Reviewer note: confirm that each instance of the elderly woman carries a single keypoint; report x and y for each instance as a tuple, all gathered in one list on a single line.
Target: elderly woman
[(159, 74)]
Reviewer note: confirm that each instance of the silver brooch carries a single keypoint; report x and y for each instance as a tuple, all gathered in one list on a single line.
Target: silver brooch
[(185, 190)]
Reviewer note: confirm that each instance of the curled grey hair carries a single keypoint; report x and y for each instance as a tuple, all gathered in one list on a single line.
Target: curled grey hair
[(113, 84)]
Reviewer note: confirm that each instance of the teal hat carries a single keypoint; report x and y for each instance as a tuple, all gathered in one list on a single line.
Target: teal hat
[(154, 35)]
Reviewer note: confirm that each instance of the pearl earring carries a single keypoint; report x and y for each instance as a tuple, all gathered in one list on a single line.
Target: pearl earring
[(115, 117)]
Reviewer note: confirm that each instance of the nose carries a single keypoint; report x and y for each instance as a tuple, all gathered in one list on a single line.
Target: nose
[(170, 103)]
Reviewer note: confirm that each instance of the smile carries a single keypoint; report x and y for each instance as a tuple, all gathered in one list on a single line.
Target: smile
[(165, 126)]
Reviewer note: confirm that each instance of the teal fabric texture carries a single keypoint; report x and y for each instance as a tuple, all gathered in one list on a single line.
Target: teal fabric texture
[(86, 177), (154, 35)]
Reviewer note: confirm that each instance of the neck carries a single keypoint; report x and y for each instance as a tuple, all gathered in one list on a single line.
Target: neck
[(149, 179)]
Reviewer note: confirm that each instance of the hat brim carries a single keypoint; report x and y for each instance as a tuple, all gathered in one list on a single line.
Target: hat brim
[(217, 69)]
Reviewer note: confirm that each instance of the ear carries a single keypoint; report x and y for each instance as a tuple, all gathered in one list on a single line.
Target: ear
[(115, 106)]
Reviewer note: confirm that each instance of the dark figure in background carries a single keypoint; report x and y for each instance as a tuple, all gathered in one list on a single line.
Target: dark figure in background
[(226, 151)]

-------

# CONSIGNE
Recopiez intégralement tout, depuis la ligne qui contient "Reviewer note: confirm that each instance of the curled" jusqu'à celle qui contient "[(165, 126)]", ces deux lignes comprises. Mettez à l'échelle les coordonnées des réponses en les multipliant par 1,2, puis arrondissez à l'entier le plus proche, les demis vers le haut.

# SOLUTION RÉDIGÉE
Reviewer note: confirm that each instance of the curled grey hair carries a single keypoint; report x and y for each instance as a tuple, all gathered in one list on a single line.
Target: curled grey hair
[(136, 101)]
Reviewer note: confirm that each instance of the teal hat carries a single keypoint; report x and y for each instance as a tuple, all gathered in one list on a single line.
Target: teal hat
[(185, 42)]
Reviewer note: confirm that each instance of the pearl earring carries a single keypoint; report x and y for each instance as a tuple, all gathered in one list on a single line.
Target: pearl earring
[(138, 140)]
Reviewer note: confirm that each instance of the nose carries a single keypoint; report x and y for each instance as a tuple, all gathered in one list on a single line.
Target: nose
[(204, 124)]
Reviewer note: confirm that each instance of the smile carries a single keypoint; report x and y for each instance as a tuple, all gathered in one list on a single line.
Target: smile
[(198, 151)]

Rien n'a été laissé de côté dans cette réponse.